■ WRITTEN REQUEST
Below is a block of records; repeat each one exactly.
-------
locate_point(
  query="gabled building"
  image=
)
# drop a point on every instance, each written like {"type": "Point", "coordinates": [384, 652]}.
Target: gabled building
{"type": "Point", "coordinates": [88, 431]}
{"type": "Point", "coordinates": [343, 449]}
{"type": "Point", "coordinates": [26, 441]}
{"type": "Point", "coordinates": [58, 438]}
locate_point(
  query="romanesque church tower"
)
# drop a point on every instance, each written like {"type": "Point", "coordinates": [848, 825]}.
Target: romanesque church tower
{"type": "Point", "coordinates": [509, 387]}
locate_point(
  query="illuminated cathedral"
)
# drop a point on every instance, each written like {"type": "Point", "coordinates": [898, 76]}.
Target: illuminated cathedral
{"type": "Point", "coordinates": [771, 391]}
-------
■ TASK OUTPUT
locate_point(
  query="gabled building"
  image=
)
# drop a point on every instance, each written like {"type": "Point", "coordinates": [384, 652]}.
Target: gabled building
{"type": "Point", "coordinates": [88, 431]}
{"type": "Point", "coordinates": [343, 449]}
{"type": "Point", "coordinates": [26, 441]}
{"type": "Point", "coordinates": [58, 438]}
locate_point(
  query="romanesque church tower"
)
# drop a point on every instance, each written like {"type": "Point", "coordinates": [848, 825]}.
Target: romanesque church tower
{"type": "Point", "coordinates": [509, 387]}
locate_point(
  query="illuminated cathedral"
)
# drop a point on every instance, each written like {"type": "Point", "coordinates": [898, 76]}.
Target: illuminated cathedral
{"type": "Point", "coordinates": [771, 391]}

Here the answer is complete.